■ WHAT THIS TASK INVOLVES: Extract exactly those lines that lie between the start of the material and the line with "Each instance of the valley", including both boundary lines and no others.

....................

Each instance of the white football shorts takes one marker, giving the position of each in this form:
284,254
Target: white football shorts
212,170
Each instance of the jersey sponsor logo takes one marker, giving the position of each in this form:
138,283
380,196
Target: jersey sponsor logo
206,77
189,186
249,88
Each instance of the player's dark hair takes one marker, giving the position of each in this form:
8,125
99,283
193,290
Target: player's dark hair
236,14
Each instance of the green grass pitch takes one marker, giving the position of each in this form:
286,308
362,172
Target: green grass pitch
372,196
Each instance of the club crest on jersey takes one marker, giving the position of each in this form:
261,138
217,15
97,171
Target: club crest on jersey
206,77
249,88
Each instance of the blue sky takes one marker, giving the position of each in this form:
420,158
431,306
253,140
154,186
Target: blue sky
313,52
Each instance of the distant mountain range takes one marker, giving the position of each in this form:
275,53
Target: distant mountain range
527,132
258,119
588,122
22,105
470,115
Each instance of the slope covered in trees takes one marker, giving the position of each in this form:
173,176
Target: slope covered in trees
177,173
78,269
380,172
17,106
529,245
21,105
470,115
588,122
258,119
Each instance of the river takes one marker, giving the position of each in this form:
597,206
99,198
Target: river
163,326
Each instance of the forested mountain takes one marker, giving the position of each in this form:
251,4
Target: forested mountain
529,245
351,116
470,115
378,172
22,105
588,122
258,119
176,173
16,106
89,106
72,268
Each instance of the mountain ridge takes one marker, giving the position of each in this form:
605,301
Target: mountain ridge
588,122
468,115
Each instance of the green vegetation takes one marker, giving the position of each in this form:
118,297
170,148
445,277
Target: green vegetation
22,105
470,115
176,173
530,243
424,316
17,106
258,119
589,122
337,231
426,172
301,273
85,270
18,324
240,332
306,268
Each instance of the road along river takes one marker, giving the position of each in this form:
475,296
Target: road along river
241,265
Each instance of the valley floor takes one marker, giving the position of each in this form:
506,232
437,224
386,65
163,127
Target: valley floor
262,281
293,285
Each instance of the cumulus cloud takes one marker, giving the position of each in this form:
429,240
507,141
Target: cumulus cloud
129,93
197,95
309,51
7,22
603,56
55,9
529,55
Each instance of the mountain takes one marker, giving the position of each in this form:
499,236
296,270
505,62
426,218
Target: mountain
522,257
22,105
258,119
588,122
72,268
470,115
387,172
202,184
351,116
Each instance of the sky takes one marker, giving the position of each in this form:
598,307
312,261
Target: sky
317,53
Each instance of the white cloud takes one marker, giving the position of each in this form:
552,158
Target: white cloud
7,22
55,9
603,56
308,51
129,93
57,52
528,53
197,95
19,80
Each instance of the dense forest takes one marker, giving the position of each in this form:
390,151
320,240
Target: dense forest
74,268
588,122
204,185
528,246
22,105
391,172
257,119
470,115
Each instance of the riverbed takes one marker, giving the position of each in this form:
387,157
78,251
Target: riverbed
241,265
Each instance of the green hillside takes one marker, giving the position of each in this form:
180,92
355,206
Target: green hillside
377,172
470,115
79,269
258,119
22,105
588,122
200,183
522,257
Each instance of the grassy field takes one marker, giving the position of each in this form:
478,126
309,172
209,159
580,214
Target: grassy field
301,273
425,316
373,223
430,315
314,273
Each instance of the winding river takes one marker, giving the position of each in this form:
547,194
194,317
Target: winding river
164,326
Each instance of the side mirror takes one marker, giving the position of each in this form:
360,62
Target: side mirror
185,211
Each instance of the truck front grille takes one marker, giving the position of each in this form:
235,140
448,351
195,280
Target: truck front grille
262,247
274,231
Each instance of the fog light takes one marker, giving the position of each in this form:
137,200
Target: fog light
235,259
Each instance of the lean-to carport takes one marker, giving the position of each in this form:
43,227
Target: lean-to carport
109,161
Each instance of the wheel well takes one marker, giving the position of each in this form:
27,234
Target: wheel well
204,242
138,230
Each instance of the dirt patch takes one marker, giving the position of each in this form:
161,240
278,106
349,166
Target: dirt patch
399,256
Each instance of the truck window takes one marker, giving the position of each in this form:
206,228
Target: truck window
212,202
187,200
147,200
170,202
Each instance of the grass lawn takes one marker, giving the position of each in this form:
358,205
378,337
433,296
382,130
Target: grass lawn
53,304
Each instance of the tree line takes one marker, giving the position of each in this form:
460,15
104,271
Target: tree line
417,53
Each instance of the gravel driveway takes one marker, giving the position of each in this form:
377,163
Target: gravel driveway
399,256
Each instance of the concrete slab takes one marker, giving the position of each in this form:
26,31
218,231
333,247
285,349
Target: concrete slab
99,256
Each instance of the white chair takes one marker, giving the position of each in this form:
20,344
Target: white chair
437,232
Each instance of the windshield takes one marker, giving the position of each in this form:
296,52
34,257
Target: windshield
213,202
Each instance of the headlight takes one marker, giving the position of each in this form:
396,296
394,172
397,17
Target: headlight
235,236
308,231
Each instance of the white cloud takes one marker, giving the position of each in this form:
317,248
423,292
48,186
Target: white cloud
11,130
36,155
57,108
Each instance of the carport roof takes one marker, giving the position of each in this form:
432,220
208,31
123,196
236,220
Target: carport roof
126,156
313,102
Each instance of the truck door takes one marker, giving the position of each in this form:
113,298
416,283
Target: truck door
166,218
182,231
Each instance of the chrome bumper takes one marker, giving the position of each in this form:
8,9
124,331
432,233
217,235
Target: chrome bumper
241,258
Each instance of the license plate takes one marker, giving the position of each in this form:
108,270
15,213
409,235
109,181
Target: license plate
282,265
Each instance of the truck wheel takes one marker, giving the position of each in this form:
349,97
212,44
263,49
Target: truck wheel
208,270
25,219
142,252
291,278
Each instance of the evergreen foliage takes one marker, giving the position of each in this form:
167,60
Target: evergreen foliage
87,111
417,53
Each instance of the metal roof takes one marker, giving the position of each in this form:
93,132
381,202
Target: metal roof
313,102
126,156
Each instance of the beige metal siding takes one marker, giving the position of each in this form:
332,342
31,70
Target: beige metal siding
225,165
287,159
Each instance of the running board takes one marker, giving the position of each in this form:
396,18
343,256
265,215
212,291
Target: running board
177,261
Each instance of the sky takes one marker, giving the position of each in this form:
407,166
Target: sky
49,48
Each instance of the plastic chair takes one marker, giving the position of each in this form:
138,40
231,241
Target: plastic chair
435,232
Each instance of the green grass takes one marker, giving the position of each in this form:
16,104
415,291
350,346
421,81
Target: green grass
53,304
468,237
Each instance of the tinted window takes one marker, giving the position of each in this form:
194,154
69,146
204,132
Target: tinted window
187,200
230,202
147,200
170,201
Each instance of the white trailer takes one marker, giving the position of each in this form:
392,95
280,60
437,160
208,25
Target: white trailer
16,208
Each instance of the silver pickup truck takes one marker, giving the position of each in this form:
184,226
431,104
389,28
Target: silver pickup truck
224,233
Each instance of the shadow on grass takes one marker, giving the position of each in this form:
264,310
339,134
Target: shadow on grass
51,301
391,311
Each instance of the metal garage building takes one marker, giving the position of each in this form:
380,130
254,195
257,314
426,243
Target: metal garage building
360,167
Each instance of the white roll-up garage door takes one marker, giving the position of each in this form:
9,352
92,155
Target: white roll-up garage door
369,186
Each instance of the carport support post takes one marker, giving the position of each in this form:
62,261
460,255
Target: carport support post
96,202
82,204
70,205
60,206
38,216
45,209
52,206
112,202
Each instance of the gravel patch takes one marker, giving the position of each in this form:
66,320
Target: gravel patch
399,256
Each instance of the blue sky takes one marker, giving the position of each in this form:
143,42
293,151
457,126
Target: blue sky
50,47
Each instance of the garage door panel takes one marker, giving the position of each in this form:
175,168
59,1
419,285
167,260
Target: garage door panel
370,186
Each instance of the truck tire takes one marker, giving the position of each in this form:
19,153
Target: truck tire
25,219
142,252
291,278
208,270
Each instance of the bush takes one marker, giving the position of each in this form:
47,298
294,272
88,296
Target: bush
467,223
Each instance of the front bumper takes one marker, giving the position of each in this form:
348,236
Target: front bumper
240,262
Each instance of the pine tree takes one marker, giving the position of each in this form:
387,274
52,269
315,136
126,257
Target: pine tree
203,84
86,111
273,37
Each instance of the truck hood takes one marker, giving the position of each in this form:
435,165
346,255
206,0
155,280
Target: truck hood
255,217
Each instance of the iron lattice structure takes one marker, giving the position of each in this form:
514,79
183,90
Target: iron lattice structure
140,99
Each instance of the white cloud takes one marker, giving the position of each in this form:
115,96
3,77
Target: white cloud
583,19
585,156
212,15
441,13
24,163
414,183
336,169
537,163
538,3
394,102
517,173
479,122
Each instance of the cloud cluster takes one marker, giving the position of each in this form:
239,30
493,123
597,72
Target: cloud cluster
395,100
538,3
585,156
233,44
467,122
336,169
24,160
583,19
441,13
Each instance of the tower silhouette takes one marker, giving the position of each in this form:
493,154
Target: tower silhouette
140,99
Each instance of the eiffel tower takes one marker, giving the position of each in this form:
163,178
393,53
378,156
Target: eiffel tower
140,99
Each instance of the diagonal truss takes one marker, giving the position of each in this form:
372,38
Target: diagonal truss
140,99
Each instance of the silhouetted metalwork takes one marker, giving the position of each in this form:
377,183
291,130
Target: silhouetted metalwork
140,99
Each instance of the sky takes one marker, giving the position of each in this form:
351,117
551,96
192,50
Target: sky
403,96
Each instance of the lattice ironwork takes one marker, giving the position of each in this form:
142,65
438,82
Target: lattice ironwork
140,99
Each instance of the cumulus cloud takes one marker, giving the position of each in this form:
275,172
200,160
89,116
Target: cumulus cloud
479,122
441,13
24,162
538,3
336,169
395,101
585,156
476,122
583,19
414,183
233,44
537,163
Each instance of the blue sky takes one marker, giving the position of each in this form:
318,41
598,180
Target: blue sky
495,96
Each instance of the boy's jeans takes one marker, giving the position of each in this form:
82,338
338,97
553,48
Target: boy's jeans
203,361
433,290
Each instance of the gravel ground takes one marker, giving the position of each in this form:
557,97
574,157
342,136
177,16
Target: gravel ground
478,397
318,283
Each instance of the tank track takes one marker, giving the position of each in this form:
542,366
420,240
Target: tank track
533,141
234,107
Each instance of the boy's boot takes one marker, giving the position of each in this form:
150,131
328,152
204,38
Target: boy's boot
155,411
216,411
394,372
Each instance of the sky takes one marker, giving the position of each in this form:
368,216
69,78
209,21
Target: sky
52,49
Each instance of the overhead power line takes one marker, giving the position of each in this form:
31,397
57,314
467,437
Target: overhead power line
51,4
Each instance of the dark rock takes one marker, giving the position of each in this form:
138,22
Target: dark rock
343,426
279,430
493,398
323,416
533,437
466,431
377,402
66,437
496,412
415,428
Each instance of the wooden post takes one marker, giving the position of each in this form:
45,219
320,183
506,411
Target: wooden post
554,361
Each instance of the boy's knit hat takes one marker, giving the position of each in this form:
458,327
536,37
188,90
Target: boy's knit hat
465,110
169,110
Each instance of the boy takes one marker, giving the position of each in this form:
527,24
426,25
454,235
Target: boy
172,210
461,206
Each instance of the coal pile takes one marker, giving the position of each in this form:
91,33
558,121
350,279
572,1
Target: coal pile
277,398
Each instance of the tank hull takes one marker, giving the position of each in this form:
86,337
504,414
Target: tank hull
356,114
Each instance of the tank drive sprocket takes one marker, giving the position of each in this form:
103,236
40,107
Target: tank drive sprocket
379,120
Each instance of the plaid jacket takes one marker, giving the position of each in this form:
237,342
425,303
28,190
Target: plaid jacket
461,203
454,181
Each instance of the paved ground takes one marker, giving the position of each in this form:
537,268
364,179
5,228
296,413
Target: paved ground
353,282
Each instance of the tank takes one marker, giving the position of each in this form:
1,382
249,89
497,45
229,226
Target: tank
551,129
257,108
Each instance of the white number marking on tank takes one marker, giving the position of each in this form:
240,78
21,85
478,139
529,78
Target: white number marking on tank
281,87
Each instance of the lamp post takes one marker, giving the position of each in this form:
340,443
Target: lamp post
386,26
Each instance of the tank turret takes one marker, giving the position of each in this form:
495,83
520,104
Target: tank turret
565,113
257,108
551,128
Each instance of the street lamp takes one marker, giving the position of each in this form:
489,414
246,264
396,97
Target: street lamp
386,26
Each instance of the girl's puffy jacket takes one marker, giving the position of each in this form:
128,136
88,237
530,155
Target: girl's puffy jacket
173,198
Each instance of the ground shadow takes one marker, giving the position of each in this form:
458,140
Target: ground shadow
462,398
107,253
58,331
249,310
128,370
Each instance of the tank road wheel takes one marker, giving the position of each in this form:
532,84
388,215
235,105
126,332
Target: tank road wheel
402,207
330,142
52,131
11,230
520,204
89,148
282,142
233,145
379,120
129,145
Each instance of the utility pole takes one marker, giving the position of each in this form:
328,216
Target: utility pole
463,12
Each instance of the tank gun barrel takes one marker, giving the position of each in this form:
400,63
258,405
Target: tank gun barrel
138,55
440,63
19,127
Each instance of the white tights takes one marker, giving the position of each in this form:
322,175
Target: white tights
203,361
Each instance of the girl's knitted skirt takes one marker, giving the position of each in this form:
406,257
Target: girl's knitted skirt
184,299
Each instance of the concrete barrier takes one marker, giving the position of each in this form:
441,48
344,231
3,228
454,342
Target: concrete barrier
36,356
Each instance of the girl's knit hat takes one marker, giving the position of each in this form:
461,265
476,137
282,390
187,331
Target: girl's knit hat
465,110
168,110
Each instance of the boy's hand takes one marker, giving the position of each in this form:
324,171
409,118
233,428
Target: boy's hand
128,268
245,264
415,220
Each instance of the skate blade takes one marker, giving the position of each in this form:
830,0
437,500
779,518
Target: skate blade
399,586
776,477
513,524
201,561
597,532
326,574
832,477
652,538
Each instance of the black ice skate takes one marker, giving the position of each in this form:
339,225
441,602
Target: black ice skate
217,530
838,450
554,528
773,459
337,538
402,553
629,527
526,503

....................

■ RESPONSE FOR THIS EXERCISE:
Each instance of the white football shorts takes one marker, giving the position of each in this form:
284,254
Target: white football shorts
212,170
Each instance of the jersey sponsor logo takes one marker, giving the position of each in this form:
138,283
380,196
Target: jersey sponsor logo
206,77
189,186
249,88
Each instance of the player's dark hair takes one marker, giving the position of each in this form:
8,125
99,283
193,290
Target: player's dark hair
236,14
Each instance of the green grass pitch takes one marker, giving the position of each in this form:
286,308
362,172
Target: green grass pitch
372,196
Each instance of the club crest on jersey takes one marker, giving the position of each in this form:
261,138
217,15
97,171
Target: club crest on jersey
206,77
249,88
Each instance of the blue sky takes one marker, giving the position of each in this form:
420,158
431,306
253,140
154,186
Target: blue sky
313,52
Each instance of the distant mountain range takes one marker, giving the position of each in this form:
275,53
Target: distant mountain range
527,132
258,119
588,122
22,105
470,115
Each instance of the slope covered in trees takes one marker, giving the position of each in this form:
173,176
Target: slope covered in trees
177,173
78,269
380,172
17,106
529,245
21,105
470,115
588,122
258,119
Each instance of the river takes one marker, giving the position of each in this form:
597,206
99,198
Target: river
163,326
Each instance of the forested mountain takes one marker, giving the position of each in this form:
251,4
Target: forested mountain
529,245
351,116
470,115
378,172
22,105
588,122
258,119
176,173
16,106
89,106
72,268
Each instance of the mountain ridge takes one marker, giving the position of each in this form:
605,301
Target: mountain ridge
588,122
468,115
Each instance of the green vegetation takes one marker, giving the position of each in this form:
118,297
170,148
445,277
Target: green vegetation
22,105
470,115
176,173
530,243
424,316
17,106
258,119
589,122
337,231
426,172
301,273
85,270
18,324
240,332
306,268
Each instance of the road along river takes one marker, giving the position of each in this form:
475,296
Target: road along river
241,265
Each instance of the valley floor takes one marker, giving the position of each in this form:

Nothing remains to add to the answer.